**Directions for this task**
Repeat verbatim the stretch of material below from the line containing "the rear side" through the line containing "point(495, 202)", and only those lines.

[Location identification entries]
>> begin
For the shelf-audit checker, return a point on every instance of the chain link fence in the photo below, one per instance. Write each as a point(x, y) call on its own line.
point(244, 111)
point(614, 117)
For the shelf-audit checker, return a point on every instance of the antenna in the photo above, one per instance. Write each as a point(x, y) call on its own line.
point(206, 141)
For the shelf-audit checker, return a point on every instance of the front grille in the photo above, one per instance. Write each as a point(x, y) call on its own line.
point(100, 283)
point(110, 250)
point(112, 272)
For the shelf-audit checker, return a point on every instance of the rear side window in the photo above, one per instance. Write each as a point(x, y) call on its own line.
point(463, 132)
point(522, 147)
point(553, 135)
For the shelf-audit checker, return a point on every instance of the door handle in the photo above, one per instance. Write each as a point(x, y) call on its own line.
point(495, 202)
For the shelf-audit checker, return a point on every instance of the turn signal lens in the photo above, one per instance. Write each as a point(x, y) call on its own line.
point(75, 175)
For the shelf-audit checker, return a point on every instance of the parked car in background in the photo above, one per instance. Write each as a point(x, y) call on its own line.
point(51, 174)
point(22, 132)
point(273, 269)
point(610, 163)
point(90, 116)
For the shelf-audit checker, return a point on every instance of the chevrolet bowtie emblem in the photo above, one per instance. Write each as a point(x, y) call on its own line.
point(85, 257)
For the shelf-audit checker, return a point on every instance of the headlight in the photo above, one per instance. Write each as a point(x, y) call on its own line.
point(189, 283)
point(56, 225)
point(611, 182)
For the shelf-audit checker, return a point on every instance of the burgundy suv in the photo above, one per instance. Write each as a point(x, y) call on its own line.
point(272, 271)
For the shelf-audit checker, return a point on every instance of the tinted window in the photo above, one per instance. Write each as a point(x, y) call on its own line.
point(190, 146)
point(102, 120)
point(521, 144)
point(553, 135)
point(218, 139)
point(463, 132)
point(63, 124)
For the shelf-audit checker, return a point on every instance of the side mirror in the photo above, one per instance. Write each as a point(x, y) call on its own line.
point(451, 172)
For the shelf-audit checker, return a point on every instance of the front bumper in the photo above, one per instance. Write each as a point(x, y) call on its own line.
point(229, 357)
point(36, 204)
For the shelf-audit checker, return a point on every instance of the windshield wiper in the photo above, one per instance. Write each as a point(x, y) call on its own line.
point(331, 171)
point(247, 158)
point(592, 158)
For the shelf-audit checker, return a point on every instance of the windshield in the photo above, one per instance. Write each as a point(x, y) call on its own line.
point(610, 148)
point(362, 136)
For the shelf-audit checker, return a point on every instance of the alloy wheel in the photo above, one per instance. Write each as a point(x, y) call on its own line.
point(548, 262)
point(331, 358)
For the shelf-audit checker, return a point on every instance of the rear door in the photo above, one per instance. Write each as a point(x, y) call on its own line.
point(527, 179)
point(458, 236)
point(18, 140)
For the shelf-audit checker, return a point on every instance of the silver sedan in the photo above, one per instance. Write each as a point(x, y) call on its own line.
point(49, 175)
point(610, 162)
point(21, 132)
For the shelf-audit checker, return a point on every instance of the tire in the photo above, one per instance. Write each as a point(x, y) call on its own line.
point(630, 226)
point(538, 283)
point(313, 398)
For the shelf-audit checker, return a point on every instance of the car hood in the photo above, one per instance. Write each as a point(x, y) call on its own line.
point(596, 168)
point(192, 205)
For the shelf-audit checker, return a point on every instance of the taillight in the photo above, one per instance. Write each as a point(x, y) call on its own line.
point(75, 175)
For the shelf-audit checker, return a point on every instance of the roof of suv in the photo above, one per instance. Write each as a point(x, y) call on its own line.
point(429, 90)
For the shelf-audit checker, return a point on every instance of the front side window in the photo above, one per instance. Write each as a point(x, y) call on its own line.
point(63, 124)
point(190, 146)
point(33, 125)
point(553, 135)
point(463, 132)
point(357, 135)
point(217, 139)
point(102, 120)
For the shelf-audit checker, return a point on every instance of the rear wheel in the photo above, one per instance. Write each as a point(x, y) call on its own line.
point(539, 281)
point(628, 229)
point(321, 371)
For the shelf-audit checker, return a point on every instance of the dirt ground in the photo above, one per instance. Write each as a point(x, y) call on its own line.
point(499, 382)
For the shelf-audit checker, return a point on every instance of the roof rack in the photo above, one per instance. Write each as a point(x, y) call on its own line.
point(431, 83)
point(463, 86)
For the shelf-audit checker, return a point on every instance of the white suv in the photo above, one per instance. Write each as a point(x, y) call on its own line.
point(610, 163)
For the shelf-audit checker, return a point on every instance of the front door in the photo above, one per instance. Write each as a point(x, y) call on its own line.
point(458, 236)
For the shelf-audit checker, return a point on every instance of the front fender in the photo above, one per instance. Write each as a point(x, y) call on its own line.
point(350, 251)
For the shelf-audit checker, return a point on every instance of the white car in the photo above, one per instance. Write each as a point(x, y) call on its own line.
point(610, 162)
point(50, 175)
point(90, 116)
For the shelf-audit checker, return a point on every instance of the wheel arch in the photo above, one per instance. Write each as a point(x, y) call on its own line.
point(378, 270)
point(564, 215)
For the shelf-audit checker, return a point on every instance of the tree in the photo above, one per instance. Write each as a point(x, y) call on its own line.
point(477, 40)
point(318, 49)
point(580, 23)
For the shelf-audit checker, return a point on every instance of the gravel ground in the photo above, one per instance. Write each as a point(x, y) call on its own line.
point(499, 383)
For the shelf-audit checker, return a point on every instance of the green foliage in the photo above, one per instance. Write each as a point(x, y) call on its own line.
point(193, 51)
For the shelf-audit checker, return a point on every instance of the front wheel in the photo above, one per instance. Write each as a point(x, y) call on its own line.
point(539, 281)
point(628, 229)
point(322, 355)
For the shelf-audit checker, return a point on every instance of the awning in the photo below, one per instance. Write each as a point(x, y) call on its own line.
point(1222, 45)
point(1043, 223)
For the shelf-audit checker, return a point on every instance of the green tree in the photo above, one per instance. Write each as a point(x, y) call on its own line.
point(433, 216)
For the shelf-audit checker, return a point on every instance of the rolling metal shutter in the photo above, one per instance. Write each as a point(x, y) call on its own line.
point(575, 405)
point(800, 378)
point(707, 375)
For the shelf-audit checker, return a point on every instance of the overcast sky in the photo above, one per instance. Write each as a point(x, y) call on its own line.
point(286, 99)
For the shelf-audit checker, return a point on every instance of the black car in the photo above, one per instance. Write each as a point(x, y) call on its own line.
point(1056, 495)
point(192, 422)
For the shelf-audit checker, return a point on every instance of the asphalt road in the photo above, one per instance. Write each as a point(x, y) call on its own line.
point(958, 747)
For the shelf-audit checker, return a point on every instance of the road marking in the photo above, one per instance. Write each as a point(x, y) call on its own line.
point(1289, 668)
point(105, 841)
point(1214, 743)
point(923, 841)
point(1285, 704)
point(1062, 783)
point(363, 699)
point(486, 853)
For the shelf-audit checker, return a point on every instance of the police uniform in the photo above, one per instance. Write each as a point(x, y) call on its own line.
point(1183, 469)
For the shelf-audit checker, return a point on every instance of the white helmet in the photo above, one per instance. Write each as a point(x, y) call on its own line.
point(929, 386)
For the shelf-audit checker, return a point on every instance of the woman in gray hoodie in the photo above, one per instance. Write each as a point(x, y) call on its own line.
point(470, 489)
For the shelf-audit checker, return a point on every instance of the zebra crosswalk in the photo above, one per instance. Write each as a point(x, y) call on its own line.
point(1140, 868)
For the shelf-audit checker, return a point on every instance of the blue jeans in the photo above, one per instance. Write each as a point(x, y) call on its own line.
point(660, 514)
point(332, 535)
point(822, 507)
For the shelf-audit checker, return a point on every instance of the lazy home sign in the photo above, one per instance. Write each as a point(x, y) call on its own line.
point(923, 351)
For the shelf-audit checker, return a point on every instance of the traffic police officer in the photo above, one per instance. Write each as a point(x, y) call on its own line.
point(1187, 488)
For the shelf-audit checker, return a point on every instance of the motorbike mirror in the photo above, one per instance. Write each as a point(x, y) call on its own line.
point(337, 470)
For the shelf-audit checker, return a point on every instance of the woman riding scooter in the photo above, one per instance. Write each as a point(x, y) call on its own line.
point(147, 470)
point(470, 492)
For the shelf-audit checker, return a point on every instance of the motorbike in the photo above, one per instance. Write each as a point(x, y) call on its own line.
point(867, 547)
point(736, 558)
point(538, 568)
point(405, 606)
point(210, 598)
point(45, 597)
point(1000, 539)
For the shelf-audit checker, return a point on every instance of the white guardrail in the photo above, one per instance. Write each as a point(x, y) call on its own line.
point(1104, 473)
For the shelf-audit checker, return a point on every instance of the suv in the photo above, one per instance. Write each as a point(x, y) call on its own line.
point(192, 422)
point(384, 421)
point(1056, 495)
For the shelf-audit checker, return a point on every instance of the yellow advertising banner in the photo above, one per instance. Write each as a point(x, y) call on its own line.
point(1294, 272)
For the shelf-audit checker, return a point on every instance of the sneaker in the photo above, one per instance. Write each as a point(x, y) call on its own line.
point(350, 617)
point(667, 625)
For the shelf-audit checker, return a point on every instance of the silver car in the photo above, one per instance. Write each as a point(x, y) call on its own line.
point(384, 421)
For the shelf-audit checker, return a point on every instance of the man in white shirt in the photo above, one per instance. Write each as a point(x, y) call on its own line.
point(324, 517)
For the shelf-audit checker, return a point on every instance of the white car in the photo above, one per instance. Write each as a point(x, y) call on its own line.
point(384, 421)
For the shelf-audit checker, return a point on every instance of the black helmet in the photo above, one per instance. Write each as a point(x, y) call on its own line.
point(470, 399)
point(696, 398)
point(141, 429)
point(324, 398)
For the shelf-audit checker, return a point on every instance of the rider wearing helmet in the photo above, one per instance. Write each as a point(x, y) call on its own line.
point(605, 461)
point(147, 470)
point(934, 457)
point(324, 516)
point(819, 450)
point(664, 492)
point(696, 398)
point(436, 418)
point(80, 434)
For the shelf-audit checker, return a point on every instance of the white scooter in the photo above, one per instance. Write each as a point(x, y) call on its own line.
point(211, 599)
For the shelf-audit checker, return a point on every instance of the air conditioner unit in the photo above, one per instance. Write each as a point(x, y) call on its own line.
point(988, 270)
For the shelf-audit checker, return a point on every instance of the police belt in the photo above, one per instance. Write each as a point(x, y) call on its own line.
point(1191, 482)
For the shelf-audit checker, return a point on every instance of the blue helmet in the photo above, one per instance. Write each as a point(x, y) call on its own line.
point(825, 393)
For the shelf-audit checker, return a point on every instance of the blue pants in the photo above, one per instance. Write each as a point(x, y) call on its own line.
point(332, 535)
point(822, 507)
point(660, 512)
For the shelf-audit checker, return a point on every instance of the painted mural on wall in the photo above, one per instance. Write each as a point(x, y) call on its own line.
>> end
**Task answer**
For the shelf-audit checker, return a point on every instance of the rear side window in the photo above, one per instance. Write each as a point(x, y) call on its own line.
point(463, 132)
point(522, 147)
point(553, 135)
For the shelf-audit checker, return a point on every instance of the door handle in the photo above, one per instance. Write each as a point(x, y) call on its own line.
point(495, 202)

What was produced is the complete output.